┌──

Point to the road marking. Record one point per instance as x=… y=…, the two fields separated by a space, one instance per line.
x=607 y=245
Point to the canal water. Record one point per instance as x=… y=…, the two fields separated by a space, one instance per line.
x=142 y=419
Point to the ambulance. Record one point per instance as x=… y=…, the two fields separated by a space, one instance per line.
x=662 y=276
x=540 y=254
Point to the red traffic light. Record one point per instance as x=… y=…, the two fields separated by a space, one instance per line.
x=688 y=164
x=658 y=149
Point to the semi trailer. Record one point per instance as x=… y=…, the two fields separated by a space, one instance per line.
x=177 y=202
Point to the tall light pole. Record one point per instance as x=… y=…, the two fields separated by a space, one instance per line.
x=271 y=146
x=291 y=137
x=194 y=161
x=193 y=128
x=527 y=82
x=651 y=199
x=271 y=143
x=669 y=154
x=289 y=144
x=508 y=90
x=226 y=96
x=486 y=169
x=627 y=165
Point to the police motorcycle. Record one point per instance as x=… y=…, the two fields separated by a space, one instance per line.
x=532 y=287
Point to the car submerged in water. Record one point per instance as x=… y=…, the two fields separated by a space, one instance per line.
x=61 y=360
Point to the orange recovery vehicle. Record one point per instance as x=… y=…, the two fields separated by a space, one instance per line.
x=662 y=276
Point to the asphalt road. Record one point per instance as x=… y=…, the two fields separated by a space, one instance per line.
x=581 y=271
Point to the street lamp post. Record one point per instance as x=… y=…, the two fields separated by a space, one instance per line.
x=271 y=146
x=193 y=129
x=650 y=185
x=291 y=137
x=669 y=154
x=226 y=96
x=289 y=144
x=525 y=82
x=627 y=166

└──

> **What this task involves**
Reproduce the material word for word, starting at its first line and stopping after the line that contains "x=532 y=287". Include that final line and nothing beyond it.

> **Problem solution**
Point to the road marking. Record one point per instance as x=… y=…, the two fields separated by a space, one instance per line.
x=607 y=245
Point to the canal water. Record one point per instance as x=… y=…, the two fields separated by a space, one instance per line.
x=142 y=419
Point to the ambulance. Record one point per instance as x=… y=…, the two fields separated by a space, one instance per line.
x=662 y=276
x=540 y=254
Point to the red traffic light. Record one point per instance as x=… y=…, the two fields separated by a space, one instance per line.
x=688 y=164
x=658 y=149
Point to the semi trailer. Record one point per instance as x=… y=…, the two fields separated by a space, one instance per line.
x=177 y=202
Point to the tall light pole. Record one point per instance as x=… y=…, the two fields separated by a space, one instance per line.
x=271 y=146
x=291 y=137
x=194 y=161
x=193 y=128
x=527 y=82
x=651 y=199
x=271 y=143
x=669 y=154
x=289 y=144
x=508 y=90
x=226 y=96
x=486 y=169
x=627 y=165
Point to the police motorcycle. Record one point per instance as x=… y=…, the two fields separated by a space, one instance per line.
x=532 y=287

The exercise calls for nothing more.